Problem 1:
In the telehealth text, translate this sentence into Spanish: "Telehealth is what makes specialists more accessible, with pervasive monitoring and decision-making support for other physicians on site."
Problem 2:
According to the telehealth text, what is generally the only restriction on the use of telehealth?
Problem 3:
For each statement, say whether it agrees with the telehealth text, and quote the words that decide it. (a) Telehealth can link microhospital staff with specialists 30 or 40 miles away. (b) Telehealth consultations require patients to travel to a specialist's office. (c) Telehealth relies on low-resolution video.

Page text: Begin

E4H Environments for Health Architecture
Telehealth: Technology Brings Health Care To Rural Communities
Ideal for those in rural communities or for immobile patients, telehealth uses high-res videoconferencing to transmit charts, images, and other data, making specialists more accessible.
Telehealth, another approach to reaching those in a rural community, is a technology-driven solution that provides patients with healthcare consultations from the comfort of their own home or their local doctor’s office. Several healthcare providers are integrating this into their delivery of care. Telehealth includes high-resolution, secure, real-time videoconferencing and associated systems for securely transmitting medical images, charts, and other data. Telehealth is what makes specialists more accessible, with pervasive monitoring and decision-making support for other physicians on site. Telehealth also provides connections between microhospital staff and “home base” specialists 30 or 40 miles away, or with specialists at top academic medical centers. Generally, the only restriction on the use of telehealth is that the physician on the other end of the consultation must be licensed in the same state and credentialed at the microhospital where they are practicing.

Page text: End
Supplied records: Begin

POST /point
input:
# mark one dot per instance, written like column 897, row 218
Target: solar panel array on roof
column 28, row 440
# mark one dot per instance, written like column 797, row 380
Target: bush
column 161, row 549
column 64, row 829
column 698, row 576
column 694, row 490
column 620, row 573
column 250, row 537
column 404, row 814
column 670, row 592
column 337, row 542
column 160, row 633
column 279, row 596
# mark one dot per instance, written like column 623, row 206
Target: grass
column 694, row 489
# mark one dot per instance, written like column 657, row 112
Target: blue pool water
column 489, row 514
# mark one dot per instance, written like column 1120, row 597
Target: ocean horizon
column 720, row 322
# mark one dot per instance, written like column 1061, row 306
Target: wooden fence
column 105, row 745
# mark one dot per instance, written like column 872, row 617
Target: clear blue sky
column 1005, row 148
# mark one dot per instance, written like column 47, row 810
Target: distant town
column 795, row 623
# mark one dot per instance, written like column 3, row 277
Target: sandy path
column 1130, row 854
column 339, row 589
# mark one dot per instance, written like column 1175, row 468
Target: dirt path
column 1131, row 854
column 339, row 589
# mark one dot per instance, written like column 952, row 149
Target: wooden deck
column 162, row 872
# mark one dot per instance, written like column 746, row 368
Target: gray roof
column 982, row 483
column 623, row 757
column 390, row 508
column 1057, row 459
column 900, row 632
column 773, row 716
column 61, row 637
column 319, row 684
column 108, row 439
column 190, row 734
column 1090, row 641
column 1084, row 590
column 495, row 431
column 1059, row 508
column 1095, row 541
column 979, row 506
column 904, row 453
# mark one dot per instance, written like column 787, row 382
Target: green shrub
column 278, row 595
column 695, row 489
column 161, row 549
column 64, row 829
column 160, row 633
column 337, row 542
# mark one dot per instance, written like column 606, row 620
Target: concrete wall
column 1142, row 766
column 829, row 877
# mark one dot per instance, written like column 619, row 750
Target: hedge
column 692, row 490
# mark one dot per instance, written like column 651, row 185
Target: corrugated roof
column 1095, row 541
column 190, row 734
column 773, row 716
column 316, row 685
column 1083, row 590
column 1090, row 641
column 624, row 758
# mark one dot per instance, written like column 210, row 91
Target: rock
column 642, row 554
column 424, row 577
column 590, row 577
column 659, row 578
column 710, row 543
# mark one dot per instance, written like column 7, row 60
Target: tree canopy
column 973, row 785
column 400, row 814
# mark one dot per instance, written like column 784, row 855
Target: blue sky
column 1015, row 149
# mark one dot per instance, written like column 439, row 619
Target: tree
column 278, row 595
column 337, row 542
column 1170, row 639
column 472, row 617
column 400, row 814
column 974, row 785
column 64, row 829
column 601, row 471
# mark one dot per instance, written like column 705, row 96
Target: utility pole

Supplied records: End

Your solution 1:
La telesalud es lo que hace que los especialistas sean más accesibles, con un monitoreo generalizado y apoyo en la toma de decisiones para otros médicos en el lugar.

Your solution 2:
The physician on the other end of the consultation must be licensed in the same state and credentialed at the microhospital where they are practicing.

Your solution 3:
(a) Yes: "connections between microhospital staff and “home base” specialists 30 or 40 miles away"
(b) No: "from the comfort of their own home or their local doctor’s office"
(c) No: "high-resolution, secure, real-time videoconferencing"